Exercise requirements:
1. Reproduce everything in the TDF_NEEDRESCHED post from "I just noticed" down to "call to ithread_schedule().".
2. In the TDF_NEEDRESCHED post, under what conditions is mi_switch() always called?
3. List every function called in the code statements of the TDF_NEEDRESCHED post, leaving out the comments.

[Start Quoted text]

I just noticed that my version handles TDF_NEEDRESCHED in almost the
same way (I wish I had noticed this before forgetting to put the !cold
check in the -current version and had to debug it again :-).  It is
more complicated because it wants to work with interrupts disabled,
i.e., in the same environment as i386_unpend().  It juggles hard
and soft interrupt disablement so that mi_switch() is always called
with CPU interrupts enabled and td_critnest == 1.  sched_ithd() does
similar things for its call to ithread_schedule().

		/*
		 * Swap from hard to soft interrupt disablement.  Need to
		 * acquire soft disable before releasing hard.  Could call
		 * critical_enter() instead of setting td_critnest; setting
		 * it directly is just an optimization.
		 */
		td->td_critnest = 1;
		enable_intr();

		/*
		 * Also need sched_lock for calling mi_switch().  This sets
		 * td_critnest to 2, but mi_switch() wants it to be 1.
		 * Adjust it back down.  Could use critical_exit() for this,
		 * but optimize it by doing it directly.  ithread_schedule()
		 * does similar things -- it starts with td_critnest == 1
		 * and increments it via acquiring sched_lock, then has to
		 * adjust it.
		 */
		mtx_lock_spin(&sched_lock);
		td->td_critnest = 1;

		/*
		 * Usual switch code.
		 */
		td->td_proc->p_stats->p_ru.ru_nivcsw++;
		mi_switch();

		/*
		 * Reverse above steps.  First set td_critnest to 2 so that
		 * it doesn't go to 0 and cause potentially unbounded
		 * recursion or let interrupts in when mtx_unlock_spin()
		 * drops it.
		 */
		td->td_critnest = 2;
		mtx_unlock_spin(&sched_lock);

		/*
		 * Swap back to hard interrupt disablement.  The direct
		 * setting of td_critnest here is _not_ just an optimization.
		 * See above.
		 */
		disable_intr();
		td->td_critnest = 0;

Bruce

[End Quoted text]
[Start Supplied data]

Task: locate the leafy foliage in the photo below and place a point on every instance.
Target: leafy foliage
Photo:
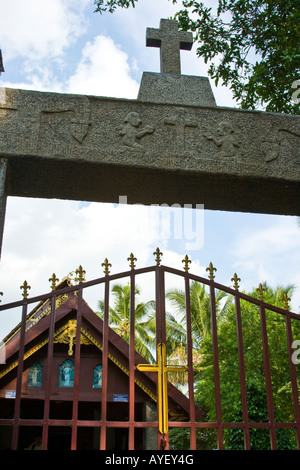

[End Supplied data]

Solutions to the tasks:
1.
I just noticed that my version handles TDF_NEEDRESCHED in almost the
same way (I wish I had noticed this before forgetting to put the !cold
check in the -current version and had to debug it again :-).  It is
more complicated because it wants to work with interrupts disabled,
i.e., in the same environment as i386_unpend().  It juggles hard
and soft interrupt disablement so that mi_switch() is always called
with CPU interrupts enabled and td_critnest == 1.  sched_ithd() does
similar things for its call to ithread_schedule().

2. With CPU interrupts enabled and td_critnest == 1.

3.
enable_intr()
mtx_lock_spin()
mi_switch()
mtx_unlock_spin()
disable_intr()